[Start GIVEN ENTRIES]
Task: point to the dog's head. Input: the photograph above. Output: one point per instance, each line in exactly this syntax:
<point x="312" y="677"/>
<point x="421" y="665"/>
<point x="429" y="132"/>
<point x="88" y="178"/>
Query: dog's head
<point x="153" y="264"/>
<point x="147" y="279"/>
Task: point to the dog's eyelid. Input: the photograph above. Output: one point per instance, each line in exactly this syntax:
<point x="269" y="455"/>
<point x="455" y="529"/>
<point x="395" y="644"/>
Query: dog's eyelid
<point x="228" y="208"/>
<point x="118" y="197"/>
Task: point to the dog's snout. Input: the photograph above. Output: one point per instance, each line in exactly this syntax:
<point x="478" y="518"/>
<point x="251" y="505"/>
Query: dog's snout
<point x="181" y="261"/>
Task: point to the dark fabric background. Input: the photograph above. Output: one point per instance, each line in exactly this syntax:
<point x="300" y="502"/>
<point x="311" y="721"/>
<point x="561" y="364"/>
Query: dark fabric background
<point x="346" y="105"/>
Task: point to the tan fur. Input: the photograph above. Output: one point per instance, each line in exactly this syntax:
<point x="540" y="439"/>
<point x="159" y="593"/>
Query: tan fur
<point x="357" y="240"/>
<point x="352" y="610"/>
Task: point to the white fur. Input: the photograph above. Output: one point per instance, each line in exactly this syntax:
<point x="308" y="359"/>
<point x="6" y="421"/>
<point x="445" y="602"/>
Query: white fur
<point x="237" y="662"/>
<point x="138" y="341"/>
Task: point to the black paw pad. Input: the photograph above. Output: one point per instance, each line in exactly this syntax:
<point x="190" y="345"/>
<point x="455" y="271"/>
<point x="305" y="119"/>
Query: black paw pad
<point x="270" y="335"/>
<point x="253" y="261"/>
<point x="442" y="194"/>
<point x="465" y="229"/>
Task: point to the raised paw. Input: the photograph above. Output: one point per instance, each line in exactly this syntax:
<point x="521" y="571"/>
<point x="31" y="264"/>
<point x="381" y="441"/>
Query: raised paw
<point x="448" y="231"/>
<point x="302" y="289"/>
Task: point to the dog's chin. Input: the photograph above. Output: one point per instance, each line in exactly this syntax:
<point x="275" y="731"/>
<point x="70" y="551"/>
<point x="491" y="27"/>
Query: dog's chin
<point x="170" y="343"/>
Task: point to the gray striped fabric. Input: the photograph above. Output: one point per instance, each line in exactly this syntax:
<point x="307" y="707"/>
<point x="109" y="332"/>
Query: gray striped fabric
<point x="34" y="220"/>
[End GIVEN ENTRIES]
Output the listing above without altering a single character.

Task: point to the dog's head. Input: the photograph above. Output: one point per instance, each line in exactly this syntax:
<point x="312" y="677"/>
<point x="421" y="665"/>
<point x="429" y="132"/>
<point x="88" y="178"/>
Query: dog's head
<point x="153" y="264"/>
<point x="147" y="279"/>
Task: point to the dog's eyelid. Input: the photograph above. Output: one point per instance, each line in exactly this syntax:
<point x="269" y="455"/>
<point x="455" y="529"/>
<point x="395" y="644"/>
Query: dog's eyelid
<point x="228" y="208"/>
<point x="118" y="197"/>
Task: point to the dog's snout. Input: the photograph above. Output: one point per instance, each line in exactly this syntax:
<point x="478" y="518"/>
<point x="251" y="505"/>
Query: dog's snout
<point x="181" y="261"/>
Task: point to the dark fabric background. Input: the photograph above. Output: one point per instance, each line in exactly this syntax:
<point x="300" y="502"/>
<point x="311" y="721"/>
<point x="561" y="364"/>
Query: dark fabric background
<point x="346" y="105"/>
Task: point to the tan fur. Input: the photograph above. Output: one point per instance, each line in exactly this syntax:
<point x="540" y="439"/>
<point x="159" y="593"/>
Query: tan fur
<point x="357" y="240"/>
<point x="352" y="610"/>
Task: point to the white fur. Input: the photograph above. Output: one point per instance, each line in exactly this syntax:
<point x="308" y="359"/>
<point x="6" y="421"/>
<point x="445" y="602"/>
Query: white fur
<point x="237" y="662"/>
<point x="138" y="341"/>
Task: point to the black paw pad. Input: the photograph above. Output: one point per instance, each line in exactly this syntax:
<point x="190" y="345"/>
<point x="455" y="271"/>
<point x="305" y="119"/>
Query: black paw pad
<point x="270" y="335"/>
<point x="253" y="261"/>
<point x="442" y="194"/>
<point x="465" y="229"/>
Task: point to the raised paw. Input: the photograph above. Output: one point per instance, each line in exactly this syntax:
<point x="521" y="571"/>
<point x="31" y="264"/>
<point x="381" y="441"/>
Query: raised paw
<point x="448" y="231"/>
<point x="302" y="289"/>
Task: point to the dog's chin. Input: the photograph above. Output: one point per instance, each line in exactly this syntax:
<point x="275" y="731"/>
<point x="70" y="551"/>
<point x="491" y="27"/>
Query: dog's chin
<point x="170" y="343"/>
Task: point to the gray striped fabric. Input: the photograph above. Output: one point per instance, each line in exactly this syntax:
<point x="307" y="707"/>
<point x="109" y="332"/>
Query: gray striped fabric
<point x="34" y="220"/>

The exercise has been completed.